WHAT YOU WILL DO: In the tomato gardening text, swap "late September" for "early October" and write the passage out again, beginning at the words "Time for Fall" and stopping after "in late September.".

··· DOCUMENT EXCERPT ···

If you are growing tomatoes, you are eating lots of them fresh and in many different dishes. At our house, we grow about 20 plants, so we end up canning some, freezing salsa, and of course cooking with them. Right now they are lined up in the kitchen on every available cookie sheet ripening until they turn deep red or the yellow ones turn orange. Then they are eaten or preserved at peak flavor.
Nancy’s Salsa
Salsa if made with little or no salt, and excellent tomatoes is one of the healthiest flavorings you can eat. Former Harris County Extension agent Bill Adams invented a wonderful raw salsa made by processing fresh tomatoes, a lime, garlic cloves, ½ supersweet onion, Creole salt, pepper, cilantro leaves, and jalapenos/ serranos. Nancy Edwards modified this to use what we grow: 12 oz. of cherry tomatoes. 2 handfuls of bought fresh cilantro (or winter frozen cilantro), 1 Tbsp. Metechi or Burgundy garlic, 2 chile pequin, and juice of two fresh calimondins. However you make your salsa, consider freezing enough until the next tomato season.
Time for Fall Tomatoes
Oddly enough, June is not only tomato harvesting time, but also tomato planting
time! Tomato seeds planted now will make plants big enough to transplant
in late July or early August, and these will be in flower when the temperatures
cool in late September.
Either buy, if you can, good transplants in late July or plant seeds now.
These can be in large pots in light shade or even right in the bed where
they will grow. Whether you plant seeds directly in the garden or in pots
and later transplant, your biggest problem will be the tomato’s dislike
of our summer heat and the possibility they will die if not watered. Give
them a little shade until the temperatures drop into the eighties in the
daytime. And if you are going to be away a lot this summer, wait until next
spring or get some help.
For general instructions for growing tomatoes, don't miss the article Ten
Tips for Growing Top Tomatoes, also on this website.
Which Varieties To Grow?
The biggest problem with growing tomatoes in our area has to do with pollination.
For most varieties to pollinate, the flowers need daytime temperatures below
85˚ and nighttime temperatures between 55˚ and 70˚. Our
spring weather is very reliable in this regard, so it is fairly easy to know
when to plant in the spring, but in the fall, we sometimes get these temperatures
in late September and sometimes do not.

··· RECORD EXTRACTS ···

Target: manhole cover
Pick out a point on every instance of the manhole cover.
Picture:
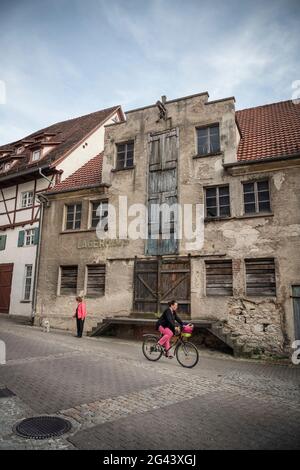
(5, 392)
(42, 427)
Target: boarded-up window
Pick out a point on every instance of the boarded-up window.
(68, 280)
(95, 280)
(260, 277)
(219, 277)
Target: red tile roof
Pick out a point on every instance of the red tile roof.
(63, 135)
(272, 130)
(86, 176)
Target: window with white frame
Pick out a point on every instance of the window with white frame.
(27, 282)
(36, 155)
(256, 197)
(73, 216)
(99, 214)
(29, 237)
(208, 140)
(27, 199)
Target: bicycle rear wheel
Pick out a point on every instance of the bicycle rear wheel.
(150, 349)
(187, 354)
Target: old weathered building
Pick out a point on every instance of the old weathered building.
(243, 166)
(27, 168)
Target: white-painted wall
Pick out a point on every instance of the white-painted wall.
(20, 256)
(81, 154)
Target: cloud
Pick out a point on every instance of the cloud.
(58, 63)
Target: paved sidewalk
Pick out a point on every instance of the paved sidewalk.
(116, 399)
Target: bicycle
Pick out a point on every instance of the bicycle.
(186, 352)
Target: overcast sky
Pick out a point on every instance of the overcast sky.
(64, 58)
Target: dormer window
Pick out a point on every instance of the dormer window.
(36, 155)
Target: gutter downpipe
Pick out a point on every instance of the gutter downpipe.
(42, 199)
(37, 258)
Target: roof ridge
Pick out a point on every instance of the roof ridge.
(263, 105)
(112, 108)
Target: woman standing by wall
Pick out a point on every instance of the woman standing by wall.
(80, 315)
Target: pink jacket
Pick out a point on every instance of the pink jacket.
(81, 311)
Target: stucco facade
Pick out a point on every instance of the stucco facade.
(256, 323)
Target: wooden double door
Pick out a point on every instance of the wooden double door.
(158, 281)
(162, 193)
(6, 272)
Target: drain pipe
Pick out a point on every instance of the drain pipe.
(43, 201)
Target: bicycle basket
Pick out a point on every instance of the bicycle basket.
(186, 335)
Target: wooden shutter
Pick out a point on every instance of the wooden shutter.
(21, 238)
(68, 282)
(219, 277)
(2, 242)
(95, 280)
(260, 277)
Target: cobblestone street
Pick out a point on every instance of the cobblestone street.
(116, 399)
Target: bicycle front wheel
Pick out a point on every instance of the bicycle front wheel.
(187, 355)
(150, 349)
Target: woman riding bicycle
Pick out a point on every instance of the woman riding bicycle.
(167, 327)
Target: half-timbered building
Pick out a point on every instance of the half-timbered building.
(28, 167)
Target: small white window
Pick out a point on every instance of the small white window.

···
··· RECORD EXTRACTS ···

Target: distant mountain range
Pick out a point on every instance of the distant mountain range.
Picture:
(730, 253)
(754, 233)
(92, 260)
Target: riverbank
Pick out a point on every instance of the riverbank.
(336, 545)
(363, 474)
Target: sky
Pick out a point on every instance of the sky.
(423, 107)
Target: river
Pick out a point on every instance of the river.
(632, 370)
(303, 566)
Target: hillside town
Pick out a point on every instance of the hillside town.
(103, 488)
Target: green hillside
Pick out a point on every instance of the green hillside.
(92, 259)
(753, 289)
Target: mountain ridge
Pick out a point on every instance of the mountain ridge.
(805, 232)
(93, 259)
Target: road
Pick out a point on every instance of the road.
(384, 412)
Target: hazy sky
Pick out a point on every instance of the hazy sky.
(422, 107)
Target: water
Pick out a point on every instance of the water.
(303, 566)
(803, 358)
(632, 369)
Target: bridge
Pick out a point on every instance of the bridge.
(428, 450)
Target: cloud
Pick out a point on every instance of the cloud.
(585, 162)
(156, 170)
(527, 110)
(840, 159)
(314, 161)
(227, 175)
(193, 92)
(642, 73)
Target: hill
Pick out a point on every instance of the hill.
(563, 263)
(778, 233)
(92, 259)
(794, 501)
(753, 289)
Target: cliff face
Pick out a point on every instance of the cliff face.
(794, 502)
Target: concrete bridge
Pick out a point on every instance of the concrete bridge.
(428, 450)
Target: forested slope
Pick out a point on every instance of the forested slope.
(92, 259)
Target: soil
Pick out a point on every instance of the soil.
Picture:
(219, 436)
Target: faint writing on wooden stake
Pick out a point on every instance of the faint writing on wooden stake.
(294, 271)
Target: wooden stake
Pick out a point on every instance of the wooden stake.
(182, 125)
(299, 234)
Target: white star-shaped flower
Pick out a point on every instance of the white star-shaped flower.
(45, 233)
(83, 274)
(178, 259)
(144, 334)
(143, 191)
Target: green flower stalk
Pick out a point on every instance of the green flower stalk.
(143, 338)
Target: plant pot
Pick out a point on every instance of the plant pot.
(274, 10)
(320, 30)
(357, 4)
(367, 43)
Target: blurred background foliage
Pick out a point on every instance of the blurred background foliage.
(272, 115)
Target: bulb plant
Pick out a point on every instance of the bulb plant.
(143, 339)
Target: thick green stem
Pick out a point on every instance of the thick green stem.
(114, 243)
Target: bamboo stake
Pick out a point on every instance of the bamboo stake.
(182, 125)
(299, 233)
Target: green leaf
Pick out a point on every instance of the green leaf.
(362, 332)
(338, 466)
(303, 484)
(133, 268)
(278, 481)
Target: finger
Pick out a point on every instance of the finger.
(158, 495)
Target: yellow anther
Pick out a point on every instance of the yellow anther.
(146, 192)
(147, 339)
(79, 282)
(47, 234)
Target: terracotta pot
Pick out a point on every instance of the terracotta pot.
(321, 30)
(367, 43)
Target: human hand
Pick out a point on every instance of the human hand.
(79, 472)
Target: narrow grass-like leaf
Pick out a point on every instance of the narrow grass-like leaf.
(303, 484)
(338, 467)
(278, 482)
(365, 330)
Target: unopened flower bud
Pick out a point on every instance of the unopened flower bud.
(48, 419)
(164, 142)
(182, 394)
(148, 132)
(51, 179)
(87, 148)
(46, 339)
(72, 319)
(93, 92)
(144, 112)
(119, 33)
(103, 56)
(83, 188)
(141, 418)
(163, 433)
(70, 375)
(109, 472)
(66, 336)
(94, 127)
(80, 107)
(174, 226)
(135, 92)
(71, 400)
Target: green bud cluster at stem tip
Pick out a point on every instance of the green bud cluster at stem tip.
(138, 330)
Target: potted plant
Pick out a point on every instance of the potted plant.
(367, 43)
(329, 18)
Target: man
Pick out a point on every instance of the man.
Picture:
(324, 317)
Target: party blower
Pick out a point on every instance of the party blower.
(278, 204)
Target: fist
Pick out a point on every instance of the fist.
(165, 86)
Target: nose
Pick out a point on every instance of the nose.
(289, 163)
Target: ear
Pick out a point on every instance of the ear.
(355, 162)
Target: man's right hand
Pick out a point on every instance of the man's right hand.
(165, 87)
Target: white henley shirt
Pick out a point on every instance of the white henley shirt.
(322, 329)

···
··· RECORD EXTRACTS ···

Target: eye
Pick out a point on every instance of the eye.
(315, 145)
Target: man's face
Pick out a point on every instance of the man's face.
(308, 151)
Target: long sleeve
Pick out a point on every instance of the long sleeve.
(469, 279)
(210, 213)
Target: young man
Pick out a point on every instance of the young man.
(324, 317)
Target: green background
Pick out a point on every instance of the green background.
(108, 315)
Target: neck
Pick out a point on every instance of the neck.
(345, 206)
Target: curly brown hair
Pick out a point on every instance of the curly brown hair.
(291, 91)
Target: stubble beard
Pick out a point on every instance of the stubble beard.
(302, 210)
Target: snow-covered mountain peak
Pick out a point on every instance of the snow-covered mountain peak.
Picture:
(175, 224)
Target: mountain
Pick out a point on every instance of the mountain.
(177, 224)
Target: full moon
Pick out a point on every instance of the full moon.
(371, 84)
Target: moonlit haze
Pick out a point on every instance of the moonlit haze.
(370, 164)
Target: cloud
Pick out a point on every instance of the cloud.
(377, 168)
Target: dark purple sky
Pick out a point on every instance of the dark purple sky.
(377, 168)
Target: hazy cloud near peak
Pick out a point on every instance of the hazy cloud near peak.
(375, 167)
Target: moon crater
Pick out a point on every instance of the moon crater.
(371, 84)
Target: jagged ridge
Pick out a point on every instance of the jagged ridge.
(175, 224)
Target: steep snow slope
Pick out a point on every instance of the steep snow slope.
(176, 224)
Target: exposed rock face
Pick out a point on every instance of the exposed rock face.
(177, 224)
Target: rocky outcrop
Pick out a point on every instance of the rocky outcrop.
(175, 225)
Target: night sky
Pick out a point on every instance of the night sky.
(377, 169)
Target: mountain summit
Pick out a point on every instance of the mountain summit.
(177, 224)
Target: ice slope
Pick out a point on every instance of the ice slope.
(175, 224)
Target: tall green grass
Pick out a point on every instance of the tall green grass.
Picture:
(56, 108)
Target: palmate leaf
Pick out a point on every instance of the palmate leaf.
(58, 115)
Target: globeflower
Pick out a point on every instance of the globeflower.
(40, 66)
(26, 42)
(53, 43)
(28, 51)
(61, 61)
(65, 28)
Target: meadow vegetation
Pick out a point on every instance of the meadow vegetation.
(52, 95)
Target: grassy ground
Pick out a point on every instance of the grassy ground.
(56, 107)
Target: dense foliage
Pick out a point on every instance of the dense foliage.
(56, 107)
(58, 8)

···

RESULT OF THIS EXERCISE:
Time for Fall Tomatoes
Oddly enough, June is not only tomato harvesting time, but also tomato planting
time! Tomato seeds planted now will make plants big enough to transplant
in late July or early August, and these will be in flower when the temperatures
cool in early October.